### TASK INSTRUCTIONS
Write out every one of the records below line for line, without changing anything. Omit the pictures from your answer.

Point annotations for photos
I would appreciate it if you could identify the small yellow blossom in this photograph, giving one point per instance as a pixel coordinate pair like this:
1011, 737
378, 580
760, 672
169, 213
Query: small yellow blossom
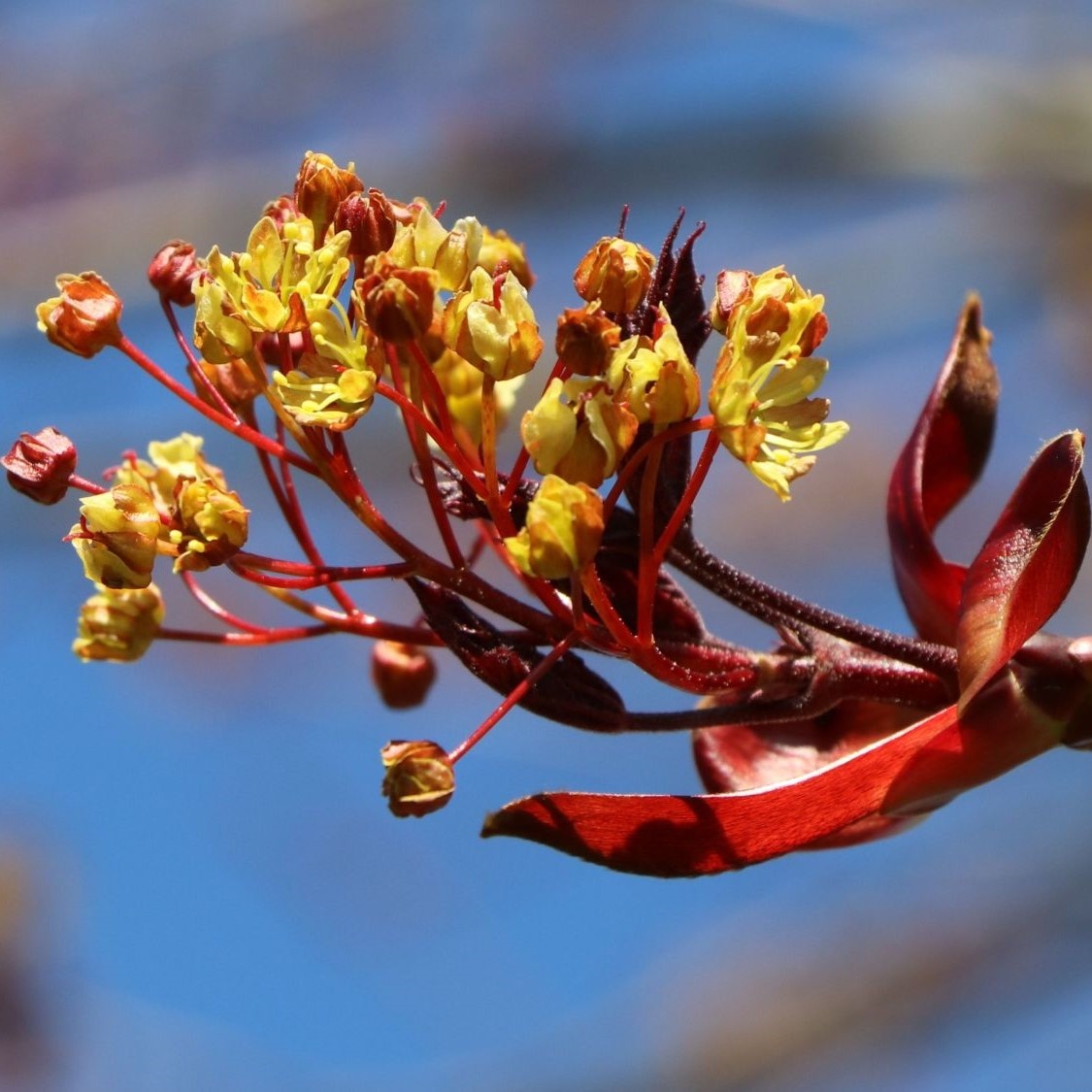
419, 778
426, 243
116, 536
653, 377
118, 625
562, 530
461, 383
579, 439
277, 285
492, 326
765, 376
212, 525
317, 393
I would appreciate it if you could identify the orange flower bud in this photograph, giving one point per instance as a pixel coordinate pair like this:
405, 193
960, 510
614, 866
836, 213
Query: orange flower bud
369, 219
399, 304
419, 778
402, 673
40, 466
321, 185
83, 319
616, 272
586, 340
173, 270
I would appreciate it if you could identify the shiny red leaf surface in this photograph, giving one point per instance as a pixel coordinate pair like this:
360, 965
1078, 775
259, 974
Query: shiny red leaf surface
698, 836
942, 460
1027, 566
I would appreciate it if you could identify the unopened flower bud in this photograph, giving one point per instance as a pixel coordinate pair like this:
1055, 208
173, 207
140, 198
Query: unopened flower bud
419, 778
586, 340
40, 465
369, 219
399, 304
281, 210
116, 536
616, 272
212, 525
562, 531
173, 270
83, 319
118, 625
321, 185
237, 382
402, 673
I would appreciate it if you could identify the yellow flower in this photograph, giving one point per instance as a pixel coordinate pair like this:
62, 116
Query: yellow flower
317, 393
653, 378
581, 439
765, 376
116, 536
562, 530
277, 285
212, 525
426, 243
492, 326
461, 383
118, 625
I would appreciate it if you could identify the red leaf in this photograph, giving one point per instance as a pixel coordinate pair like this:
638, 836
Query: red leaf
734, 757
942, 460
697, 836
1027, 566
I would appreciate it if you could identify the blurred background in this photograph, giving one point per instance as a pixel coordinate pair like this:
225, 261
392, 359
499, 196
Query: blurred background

### WORKED ANSWER
I would appreciate it if you could identify the small yellow blossom in this photograph, giving one point per instance as a pixel coordinate pair like this:
1011, 737
378, 580
760, 672
169, 213
Query: small yellow blossom
419, 778
426, 243
116, 536
653, 377
118, 625
562, 530
461, 383
579, 439
277, 285
492, 326
765, 376
212, 525
317, 393
I would appreciate it if you could identify the orange flower bud in this photograph, giving one point per instance as a pixel coordinate pair like this:
405, 193
960, 510
614, 866
836, 213
Query: orange flower bud
369, 219
399, 304
419, 778
402, 673
40, 466
321, 185
83, 319
616, 272
586, 340
173, 270
I would appreciate it if you could identify the shiny red leaf surface in this photograph, giving one point per instance as a pixel coordinate pair like this:
360, 965
1078, 775
259, 974
Query: shiny red leaf surface
698, 836
942, 460
1027, 566
I would appreciate it if you could identify the unopened flower bud in this photograph, giving one point per instance as a pixel coordinate pair like this:
1055, 208
173, 207
140, 198
Query: unopened flower bud
419, 778
586, 340
40, 465
369, 219
399, 304
281, 210
116, 536
616, 272
212, 525
562, 531
173, 270
83, 319
118, 625
321, 185
237, 382
402, 673
I would appreciate it if you could identify the yellow flower in this photograph, giving one point per instance as a pixel coordinate pair like this:
62, 116
Query: yellow flower
317, 393
653, 378
581, 439
765, 376
116, 536
562, 530
277, 285
212, 525
426, 243
492, 326
461, 383
118, 625
I would appreciate it if you could identify the red leaf in this photograph, giving one point per instance as a pixel coordinate pair like this:
638, 836
Query: red leaf
734, 757
942, 460
697, 836
1027, 566
I would appreciate it if you could identify the blurred background in this photograph, giving one point per instance as a pixel coordinate pair like this:
225, 261
392, 359
499, 196
Query: blurred background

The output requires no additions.